▶ **ATTIVITÀ**
A. Secondo il testo sulla Cannabis, in che anno e su quale rivista Ernest Small e HD Beckstead proposero di dividere la pianta in base al contenuto di cannabinoidi?
B. Scrivi il seguito del testo sulla Cannabis, partendo dopo la sua ultima frase.

------ TESTO DI PARTENZA ------

Dal trattamento del dolore cronico, fino al miglioramento della spasticità e dei sintomi correlati alle cure chemioterapiche e alla sclerosi multipla, la Cannabis sta emergendo come potenziale terapia contro patologie resistenti ai farmaci tradizionali.
Non solo. In molti Paesi, infatti, la sostanza viene anche usata con scopi ricreativi. Per questo, la conoscenza del profilo chimico (chemiotipo) della pianta, cioè la concentrazione dei cannabinoidi e il loro rapporto, assume un’importanza fondamentale da parte chi la consuma e di chi la produce. I primi a pensare a una classificazione della Cannabis in base al chemiotipo sono stati Ernest Small e HD Beckstead che, in un articolo del 1973 pubblicato su Nature, introdussero l’idea di una divisione in base al contenuto di cannabinoidi. Nelle piante appartenenti allo stesso gruppo, il rapporto tra i cannabinoidi rimane costante, anche se le concentrazioni possono cambiare.

------ DATI ARCHIVIATI ------

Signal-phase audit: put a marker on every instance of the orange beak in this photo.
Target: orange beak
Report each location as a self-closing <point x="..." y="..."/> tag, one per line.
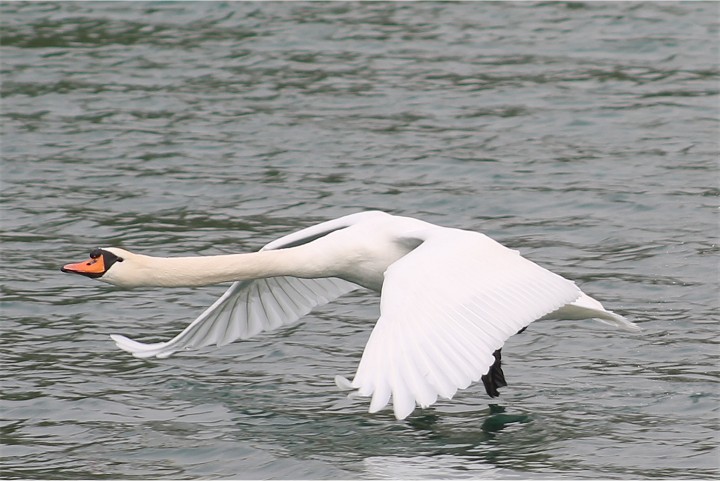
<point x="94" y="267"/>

------
------ DATI ARCHIVIATI ------

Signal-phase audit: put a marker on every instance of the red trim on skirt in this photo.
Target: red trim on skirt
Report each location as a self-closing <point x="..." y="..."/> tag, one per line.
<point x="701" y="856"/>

------

▶ **ELENCO RISPOSTE**
A. Nel 1973, su Nature.

B.
I chemiotipi di Cannabis
Stando alla classificazione basata sul chemiotipo, possono essere distinti 5 gruppi:
- TipoI (THC dominante): si tratta di piante in cui le concentrazioni di THC, il composto con effetti psicoattivi, sono nettamente maggiori rispetto a quelle di CBD. Solitamente, questo chemiotipo si identifica con la sostanza usata per scopi ludici e ricreativi. Il THC, presente con una concentrazione maggiore dello 0,3%, può arrivare fino al 30%, mentre la presenza di CBD è molto più ridotta (minore dello 0,5%).
- Tipo II: è un chemiotipo con un rapporto misto di CBD e THC, presenti entrambi con concentrazioni moderate. In questo modo, il CBD può aiutare a mitigare gli effetti indesiderati del THC e il loro rapporto 1:1 risulta particolarmente indicato per l’uso medico. Un esempio è il Sativex, il farmaco usato contro la spasticità derivata dalla sclerosi multipla.
- Tipo III (CBD dominante): si tratta di piante con basso contenuto di THC, che è presente in quantità minori dello 0,3%. La quantità di CBD, al contrario, supera lo 0,5%.
- Tipo IV: è stato identificato per la prima volta nel 1987, da un gruppo di ricercatori francesi, che notarono un quarto profilo ricco di cannabigerolo (CBG). Lo studio fornì la descrizione del quarto chemiotipo, caratterizzato da un bassissimo contenuto di THC e da alte concentrazioni di CBG (maggiori dello 0,3%).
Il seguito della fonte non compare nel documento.